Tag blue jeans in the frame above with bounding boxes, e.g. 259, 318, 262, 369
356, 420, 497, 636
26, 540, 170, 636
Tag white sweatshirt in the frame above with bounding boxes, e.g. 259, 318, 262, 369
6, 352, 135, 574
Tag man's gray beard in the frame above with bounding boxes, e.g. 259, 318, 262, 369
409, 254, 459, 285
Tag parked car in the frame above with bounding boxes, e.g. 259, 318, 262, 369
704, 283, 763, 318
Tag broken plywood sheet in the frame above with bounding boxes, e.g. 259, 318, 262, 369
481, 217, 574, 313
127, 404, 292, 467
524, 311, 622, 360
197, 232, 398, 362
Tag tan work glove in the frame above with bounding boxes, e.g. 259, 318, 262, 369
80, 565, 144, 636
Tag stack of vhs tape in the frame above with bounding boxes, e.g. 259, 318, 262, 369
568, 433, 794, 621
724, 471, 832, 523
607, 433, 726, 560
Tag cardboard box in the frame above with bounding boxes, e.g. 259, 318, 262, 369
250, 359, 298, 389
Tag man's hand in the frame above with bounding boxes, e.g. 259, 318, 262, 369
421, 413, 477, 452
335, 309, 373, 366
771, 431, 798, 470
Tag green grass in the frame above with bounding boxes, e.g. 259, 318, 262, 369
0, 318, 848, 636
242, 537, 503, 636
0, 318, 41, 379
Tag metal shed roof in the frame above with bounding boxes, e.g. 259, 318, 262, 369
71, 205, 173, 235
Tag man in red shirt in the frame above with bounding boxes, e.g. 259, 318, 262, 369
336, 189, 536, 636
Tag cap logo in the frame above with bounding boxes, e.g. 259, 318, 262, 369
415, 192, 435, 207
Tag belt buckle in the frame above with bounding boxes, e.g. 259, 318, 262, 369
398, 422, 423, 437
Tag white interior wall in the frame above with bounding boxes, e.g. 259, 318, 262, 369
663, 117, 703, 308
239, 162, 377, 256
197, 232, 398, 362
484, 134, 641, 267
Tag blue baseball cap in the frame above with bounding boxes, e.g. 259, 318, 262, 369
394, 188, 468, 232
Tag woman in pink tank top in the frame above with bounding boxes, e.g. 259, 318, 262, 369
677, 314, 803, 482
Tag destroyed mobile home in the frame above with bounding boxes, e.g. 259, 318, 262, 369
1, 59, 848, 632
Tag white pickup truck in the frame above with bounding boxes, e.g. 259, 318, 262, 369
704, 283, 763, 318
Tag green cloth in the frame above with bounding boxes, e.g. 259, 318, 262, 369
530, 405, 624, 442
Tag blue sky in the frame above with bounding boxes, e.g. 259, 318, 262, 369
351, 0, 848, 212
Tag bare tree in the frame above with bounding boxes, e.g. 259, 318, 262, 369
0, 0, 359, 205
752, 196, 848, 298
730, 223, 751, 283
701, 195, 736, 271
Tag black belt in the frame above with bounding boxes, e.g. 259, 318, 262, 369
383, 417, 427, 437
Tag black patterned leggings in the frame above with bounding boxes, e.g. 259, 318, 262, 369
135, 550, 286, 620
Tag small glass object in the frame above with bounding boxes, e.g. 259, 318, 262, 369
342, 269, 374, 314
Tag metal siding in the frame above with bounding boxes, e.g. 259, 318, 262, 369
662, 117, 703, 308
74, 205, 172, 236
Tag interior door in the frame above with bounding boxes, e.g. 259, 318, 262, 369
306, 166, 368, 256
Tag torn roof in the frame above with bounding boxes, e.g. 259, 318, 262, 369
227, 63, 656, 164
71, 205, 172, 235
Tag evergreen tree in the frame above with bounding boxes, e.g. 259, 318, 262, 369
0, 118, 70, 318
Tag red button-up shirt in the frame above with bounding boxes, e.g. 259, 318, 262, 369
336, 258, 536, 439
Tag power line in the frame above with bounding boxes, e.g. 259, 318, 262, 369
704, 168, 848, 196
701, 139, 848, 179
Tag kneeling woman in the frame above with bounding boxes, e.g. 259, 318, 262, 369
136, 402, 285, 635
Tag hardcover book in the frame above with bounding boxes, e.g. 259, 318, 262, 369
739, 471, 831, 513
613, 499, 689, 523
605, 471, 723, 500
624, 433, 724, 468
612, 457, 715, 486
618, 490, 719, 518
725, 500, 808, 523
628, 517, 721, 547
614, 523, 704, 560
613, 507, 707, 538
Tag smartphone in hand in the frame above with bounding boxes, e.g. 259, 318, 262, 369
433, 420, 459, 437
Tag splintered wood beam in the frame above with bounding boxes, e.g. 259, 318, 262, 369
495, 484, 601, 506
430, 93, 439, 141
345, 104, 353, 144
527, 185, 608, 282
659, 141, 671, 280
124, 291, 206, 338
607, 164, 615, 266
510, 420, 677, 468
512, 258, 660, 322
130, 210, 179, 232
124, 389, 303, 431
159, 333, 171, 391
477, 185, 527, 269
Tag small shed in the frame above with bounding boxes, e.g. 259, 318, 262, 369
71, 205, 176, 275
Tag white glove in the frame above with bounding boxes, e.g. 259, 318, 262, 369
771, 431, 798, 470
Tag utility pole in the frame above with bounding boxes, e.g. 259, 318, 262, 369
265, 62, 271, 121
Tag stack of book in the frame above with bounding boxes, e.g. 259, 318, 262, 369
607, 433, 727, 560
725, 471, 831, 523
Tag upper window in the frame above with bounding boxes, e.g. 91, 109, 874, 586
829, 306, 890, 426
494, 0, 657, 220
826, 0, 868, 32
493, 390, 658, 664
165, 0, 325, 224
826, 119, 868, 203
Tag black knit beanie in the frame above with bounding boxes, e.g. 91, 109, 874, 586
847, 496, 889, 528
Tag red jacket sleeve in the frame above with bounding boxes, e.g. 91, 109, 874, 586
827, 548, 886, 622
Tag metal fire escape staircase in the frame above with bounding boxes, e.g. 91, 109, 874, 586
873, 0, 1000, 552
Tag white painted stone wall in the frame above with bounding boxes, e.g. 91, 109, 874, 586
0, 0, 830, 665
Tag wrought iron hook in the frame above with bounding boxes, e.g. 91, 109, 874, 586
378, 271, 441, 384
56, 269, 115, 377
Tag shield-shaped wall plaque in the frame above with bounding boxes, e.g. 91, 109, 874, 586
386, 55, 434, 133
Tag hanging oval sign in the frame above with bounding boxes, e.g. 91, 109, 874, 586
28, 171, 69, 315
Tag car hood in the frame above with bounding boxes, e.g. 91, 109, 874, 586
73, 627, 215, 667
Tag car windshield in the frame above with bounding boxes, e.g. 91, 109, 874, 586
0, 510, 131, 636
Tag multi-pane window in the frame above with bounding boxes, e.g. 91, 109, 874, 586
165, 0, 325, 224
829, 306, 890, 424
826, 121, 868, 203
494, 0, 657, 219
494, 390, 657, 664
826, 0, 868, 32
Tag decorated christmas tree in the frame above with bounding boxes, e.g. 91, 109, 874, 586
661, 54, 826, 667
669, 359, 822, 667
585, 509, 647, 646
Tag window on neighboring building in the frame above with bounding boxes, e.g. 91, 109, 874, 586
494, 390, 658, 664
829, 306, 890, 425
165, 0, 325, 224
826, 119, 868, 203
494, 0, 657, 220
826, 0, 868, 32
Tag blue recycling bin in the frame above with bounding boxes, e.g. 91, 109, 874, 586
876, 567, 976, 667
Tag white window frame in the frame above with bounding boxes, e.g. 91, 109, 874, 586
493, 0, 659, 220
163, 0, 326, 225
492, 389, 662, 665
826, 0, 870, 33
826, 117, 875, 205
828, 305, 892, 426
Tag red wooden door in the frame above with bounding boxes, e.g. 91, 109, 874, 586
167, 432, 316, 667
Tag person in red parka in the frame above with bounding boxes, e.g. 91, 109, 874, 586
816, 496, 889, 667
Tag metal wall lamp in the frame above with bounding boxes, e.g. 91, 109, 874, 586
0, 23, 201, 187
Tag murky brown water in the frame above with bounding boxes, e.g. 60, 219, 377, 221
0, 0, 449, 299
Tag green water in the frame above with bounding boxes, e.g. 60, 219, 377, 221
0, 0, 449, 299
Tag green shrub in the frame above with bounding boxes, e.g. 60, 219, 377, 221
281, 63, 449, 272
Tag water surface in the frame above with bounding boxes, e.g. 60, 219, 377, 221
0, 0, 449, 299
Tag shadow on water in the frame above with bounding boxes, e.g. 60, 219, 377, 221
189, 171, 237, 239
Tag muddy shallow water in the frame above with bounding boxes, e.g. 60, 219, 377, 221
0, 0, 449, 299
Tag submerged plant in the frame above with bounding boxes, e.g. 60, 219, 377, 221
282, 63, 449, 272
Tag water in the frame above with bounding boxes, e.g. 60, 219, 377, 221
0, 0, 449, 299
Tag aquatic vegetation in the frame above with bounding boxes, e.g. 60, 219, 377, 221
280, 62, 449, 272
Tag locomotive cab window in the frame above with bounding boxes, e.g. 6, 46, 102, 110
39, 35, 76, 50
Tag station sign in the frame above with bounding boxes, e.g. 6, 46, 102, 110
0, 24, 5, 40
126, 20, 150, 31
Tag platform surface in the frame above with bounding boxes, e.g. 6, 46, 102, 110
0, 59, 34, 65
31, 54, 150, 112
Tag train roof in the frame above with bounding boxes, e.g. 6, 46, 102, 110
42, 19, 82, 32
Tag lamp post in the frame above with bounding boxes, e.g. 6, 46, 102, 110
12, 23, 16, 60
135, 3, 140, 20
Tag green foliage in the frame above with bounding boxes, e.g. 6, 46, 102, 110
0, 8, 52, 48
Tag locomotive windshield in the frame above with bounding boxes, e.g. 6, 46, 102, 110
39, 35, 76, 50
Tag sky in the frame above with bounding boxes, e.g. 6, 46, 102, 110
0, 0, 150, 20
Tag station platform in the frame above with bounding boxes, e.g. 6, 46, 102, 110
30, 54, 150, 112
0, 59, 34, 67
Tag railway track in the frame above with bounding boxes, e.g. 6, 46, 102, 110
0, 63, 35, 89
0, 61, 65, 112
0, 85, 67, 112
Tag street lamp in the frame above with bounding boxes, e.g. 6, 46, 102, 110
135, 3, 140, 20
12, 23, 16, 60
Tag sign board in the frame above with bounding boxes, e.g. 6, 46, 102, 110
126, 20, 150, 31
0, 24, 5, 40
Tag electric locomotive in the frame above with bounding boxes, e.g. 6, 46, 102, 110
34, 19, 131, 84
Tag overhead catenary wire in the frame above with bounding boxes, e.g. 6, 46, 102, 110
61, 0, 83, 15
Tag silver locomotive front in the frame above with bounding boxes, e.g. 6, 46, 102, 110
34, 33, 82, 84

§ Aim of the task
Copy the lines of the items above, without any change, starting at the line that contains "Tag metal siding" and ending at the line that contains "136, 402, 285, 635", both included.

§ Completed exercise
Tag metal siding in the frame above with bounding boxes, e.g. 259, 318, 262, 369
662, 117, 703, 308
74, 205, 172, 236
Tag interior door in the frame above with bounding boxes, e.g. 259, 318, 262, 369
306, 166, 368, 256
Tag torn roof in the frame above with bounding boxes, e.g. 259, 318, 262, 369
227, 63, 656, 164
71, 205, 172, 235
Tag evergreen tree in the frame above with bounding boxes, e.g. 259, 318, 262, 369
0, 118, 70, 318
Tag red button-up shirt in the frame above with bounding boxes, e.g. 259, 318, 262, 369
336, 258, 536, 439
Tag power line in the frame above with bounding boxes, e.g. 259, 318, 262, 369
704, 168, 848, 196
701, 139, 848, 179
Tag kneeling woman in the frame above with bounding boxes, e.g. 259, 318, 262, 369
136, 402, 285, 635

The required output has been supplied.